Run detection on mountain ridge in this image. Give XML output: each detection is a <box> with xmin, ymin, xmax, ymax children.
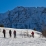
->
<box><xmin>0</xmin><ymin>6</ymin><xmax>46</xmax><ymax>31</ymax></box>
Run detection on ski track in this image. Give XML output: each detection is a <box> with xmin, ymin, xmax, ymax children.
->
<box><xmin>0</xmin><ymin>37</ymin><xmax>46</xmax><ymax>46</ymax></box>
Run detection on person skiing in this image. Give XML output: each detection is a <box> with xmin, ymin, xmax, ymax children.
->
<box><xmin>9</xmin><ymin>30</ymin><xmax>12</xmax><ymax>37</ymax></box>
<box><xmin>3</xmin><ymin>29</ymin><xmax>6</xmax><ymax>38</ymax></box>
<box><xmin>13</xmin><ymin>30</ymin><xmax>16</xmax><ymax>38</ymax></box>
<box><xmin>31</xmin><ymin>31</ymin><xmax>34</xmax><ymax>38</ymax></box>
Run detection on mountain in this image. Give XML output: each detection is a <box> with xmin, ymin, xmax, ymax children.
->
<box><xmin>0</xmin><ymin>6</ymin><xmax>46</xmax><ymax>31</ymax></box>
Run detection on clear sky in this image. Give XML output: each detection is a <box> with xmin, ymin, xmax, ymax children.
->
<box><xmin>0</xmin><ymin>0</ymin><xmax>46</xmax><ymax>13</ymax></box>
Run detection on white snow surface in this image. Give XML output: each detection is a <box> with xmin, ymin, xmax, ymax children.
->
<box><xmin>0</xmin><ymin>27</ymin><xmax>46</xmax><ymax>46</ymax></box>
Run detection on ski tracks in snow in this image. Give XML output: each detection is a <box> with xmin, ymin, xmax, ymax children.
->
<box><xmin>0</xmin><ymin>37</ymin><xmax>46</xmax><ymax>46</ymax></box>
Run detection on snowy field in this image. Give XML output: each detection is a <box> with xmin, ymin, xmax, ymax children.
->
<box><xmin>0</xmin><ymin>27</ymin><xmax>46</xmax><ymax>46</ymax></box>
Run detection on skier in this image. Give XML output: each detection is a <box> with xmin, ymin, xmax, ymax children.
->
<box><xmin>31</xmin><ymin>31</ymin><xmax>34</xmax><ymax>38</ymax></box>
<box><xmin>13</xmin><ymin>30</ymin><xmax>16</xmax><ymax>38</ymax></box>
<box><xmin>9</xmin><ymin>30</ymin><xmax>12</xmax><ymax>37</ymax></box>
<box><xmin>3</xmin><ymin>29</ymin><xmax>6</xmax><ymax>38</ymax></box>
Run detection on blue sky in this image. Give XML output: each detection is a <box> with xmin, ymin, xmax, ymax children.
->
<box><xmin>0</xmin><ymin>0</ymin><xmax>46</xmax><ymax>13</ymax></box>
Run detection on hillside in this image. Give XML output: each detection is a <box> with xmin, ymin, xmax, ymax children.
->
<box><xmin>0</xmin><ymin>6</ymin><xmax>46</xmax><ymax>31</ymax></box>
<box><xmin>0</xmin><ymin>27</ymin><xmax>46</xmax><ymax>46</ymax></box>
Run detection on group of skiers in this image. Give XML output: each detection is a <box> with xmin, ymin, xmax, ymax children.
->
<box><xmin>2</xmin><ymin>29</ymin><xmax>34</xmax><ymax>38</ymax></box>
<box><xmin>3</xmin><ymin>29</ymin><xmax>16</xmax><ymax>38</ymax></box>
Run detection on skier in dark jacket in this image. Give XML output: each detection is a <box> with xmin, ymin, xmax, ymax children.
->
<box><xmin>13</xmin><ymin>30</ymin><xmax>16</xmax><ymax>38</ymax></box>
<box><xmin>9</xmin><ymin>30</ymin><xmax>12</xmax><ymax>37</ymax></box>
<box><xmin>3</xmin><ymin>29</ymin><xmax>6</xmax><ymax>38</ymax></box>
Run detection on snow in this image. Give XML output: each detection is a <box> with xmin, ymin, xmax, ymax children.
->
<box><xmin>0</xmin><ymin>27</ymin><xmax>46</xmax><ymax>46</ymax></box>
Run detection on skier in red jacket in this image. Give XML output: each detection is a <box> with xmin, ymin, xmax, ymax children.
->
<box><xmin>13</xmin><ymin>30</ymin><xmax>16</xmax><ymax>38</ymax></box>
<box><xmin>31</xmin><ymin>31</ymin><xmax>34</xmax><ymax>38</ymax></box>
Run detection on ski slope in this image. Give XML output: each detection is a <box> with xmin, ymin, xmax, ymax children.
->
<box><xmin>0</xmin><ymin>27</ymin><xmax>46</xmax><ymax>46</ymax></box>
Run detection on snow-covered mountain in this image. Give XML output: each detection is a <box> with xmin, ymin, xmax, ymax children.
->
<box><xmin>0</xmin><ymin>6</ymin><xmax>46</xmax><ymax>31</ymax></box>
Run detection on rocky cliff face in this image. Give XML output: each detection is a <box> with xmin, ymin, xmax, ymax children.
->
<box><xmin>0</xmin><ymin>6</ymin><xmax>46</xmax><ymax>31</ymax></box>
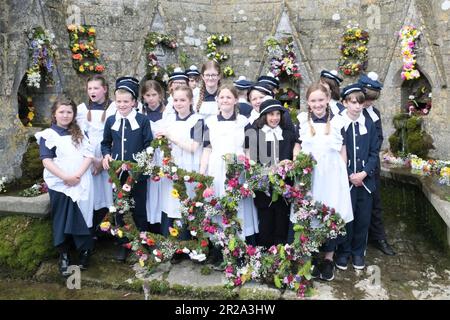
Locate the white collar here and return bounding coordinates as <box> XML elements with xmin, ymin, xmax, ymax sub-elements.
<box><xmin>365</xmin><ymin>105</ymin><xmax>379</xmax><ymax>122</ymax></box>
<box><xmin>248</xmin><ymin>109</ymin><xmax>260</xmax><ymax>124</ymax></box>
<box><xmin>261</xmin><ymin>125</ymin><xmax>283</xmax><ymax>141</ymax></box>
<box><xmin>111</xmin><ymin>109</ymin><xmax>140</xmax><ymax>131</ymax></box>
<box><xmin>238</xmin><ymin>97</ymin><xmax>249</xmax><ymax>104</ymax></box>
<box><xmin>342</xmin><ymin>110</ymin><xmax>367</xmax><ymax>135</ymax></box>
<box><xmin>329</xmin><ymin>99</ymin><xmax>340</xmax><ymax>116</ymax></box>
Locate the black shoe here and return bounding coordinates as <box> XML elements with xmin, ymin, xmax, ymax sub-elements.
<box><xmin>372</xmin><ymin>239</ymin><xmax>396</xmax><ymax>256</ymax></box>
<box><xmin>59</xmin><ymin>253</ymin><xmax>71</xmax><ymax>277</ymax></box>
<box><xmin>170</xmin><ymin>253</ymin><xmax>188</xmax><ymax>265</ymax></box>
<box><xmin>114</xmin><ymin>245</ymin><xmax>130</xmax><ymax>262</ymax></box>
<box><xmin>311</xmin><ymin>257</ymin><xmax>321</xmax><ymax>279</ymax></box>
<box><xmin>352</xmin><ymin>255</ymin><xmax>365</xmax><ymax>270</ymax></box>
<box><xmin>206</xmin><ymin>246</ymin><xmax>221</xmax><ymax>265</ymax></box>
<box><xmin>78</xmin><ymin>250</ymin><xmax>90</xmax><ymax>270</ymax></box>
<box><xmin>319</xmin><ymin>259</ymin><xmax>335</xmax><ymax>281</ymax></box>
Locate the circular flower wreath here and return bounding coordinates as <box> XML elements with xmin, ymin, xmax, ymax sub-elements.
<box><xmin>102</xmin><ymin>137</ymin><xmax>346</xmax><ymax>297</ymax></box>
<box><xmin>144</xmin><ymin>32</ymin><xmax>178</xmax><ymax>82</ymax></box>
<box><xmin>67</xmin><ymin>25</ymin><xmax>105</xmax><ymax>74</ymax></box>
<box><xmin>399</xmin><ymin>25</ymin><xmax>421</xmax><ymax>81</ymax></box>
<box><xmin>338</xmin><ymin>24</ymin><xmax>369</xmax><ymax>76</ymax></box>
<box><xmin>205</xmin><ymin>34</ymin><xmax>234</xmax><ymax>78</ymax></box>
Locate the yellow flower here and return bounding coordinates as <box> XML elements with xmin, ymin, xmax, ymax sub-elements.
<box><xmin>355</xmin><ymin>29</ymin><xmax>362</xmax><ymax>38</ymax></box>
<box><xmin>139</xmin><ymin>259</ymin><xmax>145</xmax><ymax>267</ymax></box>
<box><xmin>117</xmin><ymin>229</ymin><xmax>123</xmax><ymax>238</ymax></box>
<box><xmin>171</xmin><ymin>189</ymin><xmax>179</xmax><ymax>198</ymax></box>
<box><xmin>169</xmin><ymin>227</ymin><xmax>179</xmax><ymax>237</ymax></box>
<box><xmin>79</xmin><ymin>65</ymin><xmax>85</xmax><ymax>72</ymax></box>
<box><xmin>27</xmin><ymin>111</ymin><xmax>34</xmax><ymax>121</ymax></box>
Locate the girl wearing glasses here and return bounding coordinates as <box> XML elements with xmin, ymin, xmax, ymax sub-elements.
<box><xmin>195</xmin><ymin>61</ymin><xmax>221</xmax><ymax>121</ymax></box>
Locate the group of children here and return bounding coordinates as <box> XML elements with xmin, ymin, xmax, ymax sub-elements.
<box><xmin>36</xmin><ymin>60</ymin><xmax>395</xmax><ymax>280</ymax></box>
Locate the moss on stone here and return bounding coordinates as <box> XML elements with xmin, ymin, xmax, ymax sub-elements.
<box><xmin>388</xmin><ymin>134</ymin><xmax>401</xmax><ymax>154</ymax></box>
<box><xmin>20</xmin><ymin>137</ymin><xmax>44</xmax><ymax>186</ymax></box>
<box><xmin>388</xmin><ymin>113</ymin><xmax>434</xmax><ymax>158</ymax></box>
<box><xmin>406</xmin><ymin>116</ymin><xmax>422</xmax><ymax>130</ymax></box>
<box><xmin>0</xmin><ymin>216</ymin><xmax>55</xmax><ymax>277</ymax></box>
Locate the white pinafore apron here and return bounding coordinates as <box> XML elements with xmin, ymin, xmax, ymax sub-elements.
<box><xmin>296</xmin><ymin>112</ymin><xmax>353</xmax><ymax>223</ymax></box>
<box><xmin>35</xmin><ymin>129</ymin><xmax>94</xmax><ymax>227</ymax></box>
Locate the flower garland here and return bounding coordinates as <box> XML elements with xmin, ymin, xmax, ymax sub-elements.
<box><xmin>0</xmin><ymin>176</ymin><xmax>7</xmax><ymax>193</ymax></box>
<box><xmin>205</xmin><ymin>34</ymin><xmax>234</xmax><ymax>78</ymax></box>
<box><xmin>19</xmin><ymin>96</ymin><xmax>35</xmax><ymax>127</ymax></box>
<box><xmin>338</xmin><ymin>23</ymin><xmax>369</xmax><ymax>76</ymax></box>
<box><xmin>399</xmin><ymin>26</ymin><xmax>421</xmax><ymax>81</ymax></box>
<box><xmin>67</xmin><ymin>25</ymin><xmax>105</xmax><ymax>74</ymax></box>
<box><xmin>144</xmin><ymin>32</ymin><xmax>178</xmax><ymax>83</ymax></box>
<box><xmin>104</xmin><ymin>138</ymin><xmax>347</xmax><ymax>297</ymax></box>
<box><xmin>26</xmin><ymin>26</ymin><xmax>57</xmax><ymax>88</ymax></box>
<box><xmin>264</xmin><ymin>36</ymin><xmax>301</xmax><ymax>80</ymax></box>
<box><xmin>18</xmin><ymin>181</ymin><xmax>48</xmax><ymax>197</ymax></box>
<box><xmin>382</xmin><ymin>152</ymin><xmax>450</xmax><ymax>186</ymax></box>
<box><xmin>405</xmin><ymin>86</ymin><xmax>431</xmax><ymax>116</ymax></box>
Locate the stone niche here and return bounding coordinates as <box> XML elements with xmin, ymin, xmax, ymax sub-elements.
<box><xmin>400</xmin><ymin>68</ymin><xmax>432</xmax><ymax>115</ymax></box>
<box><xmin>17</xmin><ymin>72</ymin><xmax>62</xmax><ymax>127</ymax></box>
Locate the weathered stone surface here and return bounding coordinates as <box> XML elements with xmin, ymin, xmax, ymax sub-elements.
<box><xmin>0</xmin><ymin>193</ymin><xmax>50</xmax><ymax>217</ymax></box>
--
### To do
Only the lines from the beginning of the listing up to and including the line with "Run detection on skier in this" should appear in the reply, copied word for word and free of pictures.

### Task solution
Run detection on mountain ridge in this image. Give XML output: each detection is a <box> with xmin, ymin, xmax, ymax children.
->
<box><xmin>0</xmin><ymin>6</ymin><xmax>46</xmax><ymax>31</ymax></box>
Run detection on ski track in this image. Give XML output: each detection is a <box> with xmin, ymin, xmax, ymax children.
->
<box><xmin>0</xmin><ymin>37</ymin><xmax>46</xmax><ymax>46</ymax></box>
Run detection on person skiing in this image. Give XML output: each detection is a <box> with xmin, ymin, xmax, ymax children.
->
<box><xmin>9</xmin><ymin>30</ymin><xmax>12</xmax><ymax>37</ymax></box>
<box><xmin>3</xmin><ymin>29</ymin><xmax>6</xmax><ymax>38</ymax></box>
<box><xmin>13</xmin><ymin>30</ymin><xmax>16</xmax><ymax>38</ymax></box>
<box><xmin>31</xmin><ymin>31</ymin><xmax>34</xmax><ymax>38</ymax></box>
Run detection on mountain in this image. Give XML output: each detection is a <box> with xmin, ymin, xmax, ymax children.
->
<box><xmin>0</xmin><ymin>6</ymin><xmax>46</xmax><ymax>31</ymax></box>
Run detection on clear sky in this image. Give XML output: each detection is a <box> with xmin, ymin, xmax, ymax children.
->
<box><xmin>0</xmin><ymin>0</ymin><xmax>46</xmax><ymax>13</ymax></box>
Run detection on white snow surface in this image. Give XML output: each detection is a <box> with xmin, ymin, xmax, ymax children.
->
<box><xmin>0</xmin><ymin>27</ymin><xmax>46</xmax><ymax>46</ymax></box>
Run detection on ski tracks in snow in this image. Give XML output: each detection is a <box> with xmin, ymin, xmax, ymax children.
->
<box><xmin>0</xmin><ymin>37</ymin><xmax>46</xmax><ymax>46</ymax></box>
Run detection on snowy field in this image. Give XML output: each detection is a <box> with xmin, ymin, xmax, ymax children.
->
<box><xmin>0</xmin><ymin>27</ymin><xmax>46</xmax><ymax>46</ymax></box>
Run detection on skier in this image. Give XML output: each detection is a <box> with xmin, ymin, xmax, ymax children.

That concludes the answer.